**Extracted records**
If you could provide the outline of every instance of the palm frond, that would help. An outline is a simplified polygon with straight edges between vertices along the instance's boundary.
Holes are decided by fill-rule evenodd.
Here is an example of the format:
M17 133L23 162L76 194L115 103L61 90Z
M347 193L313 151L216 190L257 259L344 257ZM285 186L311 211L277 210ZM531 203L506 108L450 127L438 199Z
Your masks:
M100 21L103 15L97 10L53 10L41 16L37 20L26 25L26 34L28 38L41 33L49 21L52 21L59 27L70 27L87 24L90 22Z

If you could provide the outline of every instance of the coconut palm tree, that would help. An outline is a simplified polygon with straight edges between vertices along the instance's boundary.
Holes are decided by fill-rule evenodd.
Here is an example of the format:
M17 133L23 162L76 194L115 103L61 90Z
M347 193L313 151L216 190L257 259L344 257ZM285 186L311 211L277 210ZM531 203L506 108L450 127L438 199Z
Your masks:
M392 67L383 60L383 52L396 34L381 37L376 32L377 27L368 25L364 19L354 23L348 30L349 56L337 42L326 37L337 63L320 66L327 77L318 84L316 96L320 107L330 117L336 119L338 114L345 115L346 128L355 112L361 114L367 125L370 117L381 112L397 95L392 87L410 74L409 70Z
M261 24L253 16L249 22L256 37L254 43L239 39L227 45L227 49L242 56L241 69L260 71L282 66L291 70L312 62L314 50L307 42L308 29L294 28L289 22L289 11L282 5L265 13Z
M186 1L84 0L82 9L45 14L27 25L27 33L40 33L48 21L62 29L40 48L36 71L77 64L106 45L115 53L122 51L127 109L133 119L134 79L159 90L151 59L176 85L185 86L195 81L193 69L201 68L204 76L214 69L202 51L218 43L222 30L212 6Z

**Short exercise**
Copy all of the data above line for line, without changing a single character.

**Solution to this exercise**
If you could provide the outline of every instance of the palm frond, that would help. An outline is a simplified polygon with straight edges between vertices along the instance's boundary.
Holes are decided by fill-rule evenodd.
Here is an example of the format:
M17 133L23 162L76 194L115 103L61 90Z
M347 193L313 151L216 190L257 259L344 257ZM285 186L311 211L277 210ZM531 203L506 108L450 127L438 199Z
Your masks:
M100 21L103 15L97 10L53 10L41 16L37 20L26 25L26 34L28 38L41 33L49 21L52 21L59 27L70 27L87 24L90 22Z

If you could provide the outline of every instance of the coconut palm tree, that would help. An outline is a simplified polygon with straight edges between vertices along the instance's boundary.
Holes are decided by fill-rule evenodd.
Here is an example of the format:
M17 133L23 162L76 194L115 103L61 90Z
M347 193L313 151L216 190L257 259L344 257ZM285 186L311 211L277 210ZM531 203L506 108L450 127L438 199Z
Your masks:
M392 67L383 60L383 52L396 34L381 37L376 32L377 27L368 25L364 19L354 23L348 30L349 56L337 42L326 37L337 63L320 66L327 77L318 84L316 96L320 107L330 117L336 119L338 114L345 115L346 128L355 112L361 114L367 125L370 117L381 112L397 95L392 87L410 74L409 70Z
M261 24L253 16L249 22L256 37L254 43L239 39L227 45L227 49L242 56L241 69L260 71L282 66L291 70L312 62L314 50L307 42L308 29L294 28L289 22L289 11L282 5L265 13Z
M186 1L84 0L82 9L45 14L27 25L27 33L40 33L48 21L62 29L40 48L36 71L77 64L106 45L115 53L122 51L127 109L133 119L134 79L159 90L151 59L176 85L185 86L195 81L193 69L201 68L204 76L214 69L202 51L218 43L222 30L212 6Z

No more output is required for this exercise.